Para Moore, Segredos de um Escândalo deve ter sido como uma caminhada no sábado à tarde. Especialista em chorar aos berros sem jamais perder sua humanidade no processo, ela repete feitos de outros trabalhos na construção de uma mulher melhor descoberta em seus silêncios. Portman, talvez como uma versão exagerada de si mesma, permite-nos enxergar esse suposto preparo Elizabeth tanto como sinal de insegurança, como quanto um treinamento obsessivo e até como um exercício de vaidade.

▶ [Objetivo da tarefa]
No trecho sobre Segredos de um Escândalo, em que Moore é apontada como especialista? Responda usando somente o trecho.

(Material de indicação de objetos nomeados)
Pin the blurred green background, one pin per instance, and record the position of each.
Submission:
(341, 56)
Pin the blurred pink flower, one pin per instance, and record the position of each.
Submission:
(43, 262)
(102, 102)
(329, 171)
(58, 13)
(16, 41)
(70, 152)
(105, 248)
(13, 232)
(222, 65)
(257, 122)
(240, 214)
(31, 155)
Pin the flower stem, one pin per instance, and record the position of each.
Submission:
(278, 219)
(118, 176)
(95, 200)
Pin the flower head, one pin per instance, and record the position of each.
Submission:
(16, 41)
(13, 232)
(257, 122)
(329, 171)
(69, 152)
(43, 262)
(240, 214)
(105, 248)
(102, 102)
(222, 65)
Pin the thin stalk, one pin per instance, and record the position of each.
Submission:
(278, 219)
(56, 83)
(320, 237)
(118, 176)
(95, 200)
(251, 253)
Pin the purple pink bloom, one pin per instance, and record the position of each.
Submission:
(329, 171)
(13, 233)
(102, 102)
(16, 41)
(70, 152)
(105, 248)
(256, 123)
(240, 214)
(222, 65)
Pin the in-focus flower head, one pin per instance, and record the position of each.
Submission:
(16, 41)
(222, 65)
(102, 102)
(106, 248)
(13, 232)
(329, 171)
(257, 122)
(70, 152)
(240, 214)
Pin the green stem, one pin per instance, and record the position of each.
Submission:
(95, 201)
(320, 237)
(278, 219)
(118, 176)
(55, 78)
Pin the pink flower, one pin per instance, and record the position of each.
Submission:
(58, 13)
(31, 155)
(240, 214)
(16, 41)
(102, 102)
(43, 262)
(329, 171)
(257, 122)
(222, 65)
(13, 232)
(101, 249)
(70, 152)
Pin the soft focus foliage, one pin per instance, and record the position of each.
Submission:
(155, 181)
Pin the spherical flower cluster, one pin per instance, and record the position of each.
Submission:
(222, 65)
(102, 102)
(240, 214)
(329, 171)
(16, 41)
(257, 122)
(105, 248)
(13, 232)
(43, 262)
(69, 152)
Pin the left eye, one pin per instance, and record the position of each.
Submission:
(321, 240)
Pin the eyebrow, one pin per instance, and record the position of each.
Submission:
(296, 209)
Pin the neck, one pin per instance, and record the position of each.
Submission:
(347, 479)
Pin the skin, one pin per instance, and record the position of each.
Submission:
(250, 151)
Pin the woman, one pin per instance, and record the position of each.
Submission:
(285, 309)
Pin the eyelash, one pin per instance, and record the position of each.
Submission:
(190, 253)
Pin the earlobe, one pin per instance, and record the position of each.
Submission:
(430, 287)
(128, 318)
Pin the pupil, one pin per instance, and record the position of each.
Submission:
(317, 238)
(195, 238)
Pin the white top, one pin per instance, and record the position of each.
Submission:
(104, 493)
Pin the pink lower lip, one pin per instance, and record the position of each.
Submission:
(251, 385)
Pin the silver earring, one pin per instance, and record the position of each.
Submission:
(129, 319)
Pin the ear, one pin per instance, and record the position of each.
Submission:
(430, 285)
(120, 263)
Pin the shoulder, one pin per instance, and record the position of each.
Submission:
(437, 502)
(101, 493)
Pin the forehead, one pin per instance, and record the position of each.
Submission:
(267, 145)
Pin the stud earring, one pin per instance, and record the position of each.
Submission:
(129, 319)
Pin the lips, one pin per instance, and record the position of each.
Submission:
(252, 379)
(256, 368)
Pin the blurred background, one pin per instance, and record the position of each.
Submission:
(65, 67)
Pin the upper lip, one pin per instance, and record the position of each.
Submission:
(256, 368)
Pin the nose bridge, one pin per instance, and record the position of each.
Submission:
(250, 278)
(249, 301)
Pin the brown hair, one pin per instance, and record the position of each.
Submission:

▶ [Resposta desenvolvida]
Em chorar aos berros sem jamais perder sua humanidade no processo.